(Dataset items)
====================

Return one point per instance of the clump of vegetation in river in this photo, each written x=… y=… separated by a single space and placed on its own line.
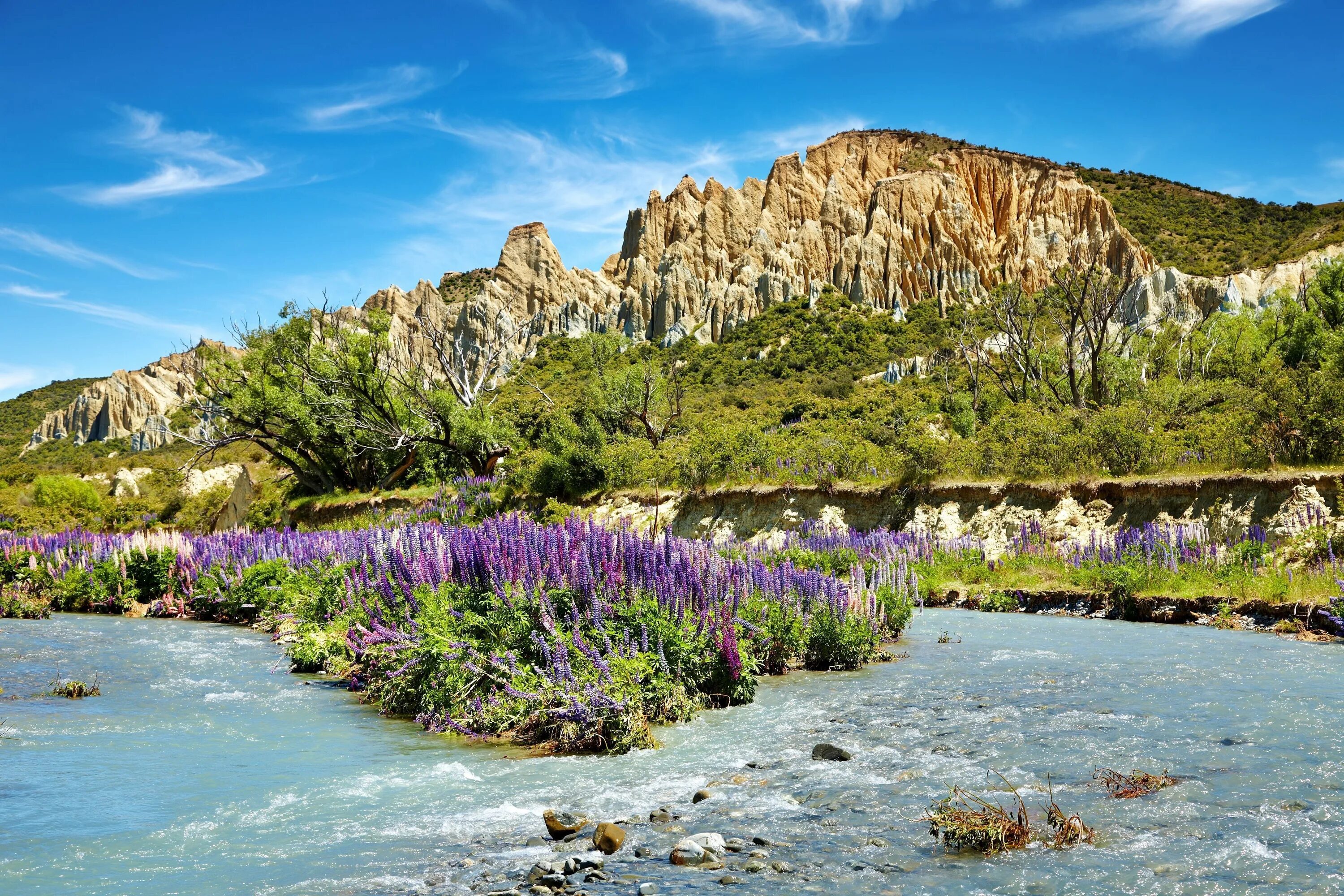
x=999 y=602
x=963 y=820
x=74 y=689
x=1136 y=784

====================

◆ Do this
Reproduce all of the entries above word for word, omitting the pictures.

◆ Answer below
Return one point per instance of the clump of vegetation in river in this photo, each written x=… y=… separated by a single space and placed on its own line.
x=999 y=602
x=963 y=820
x=74 y=689
x=1136 y=784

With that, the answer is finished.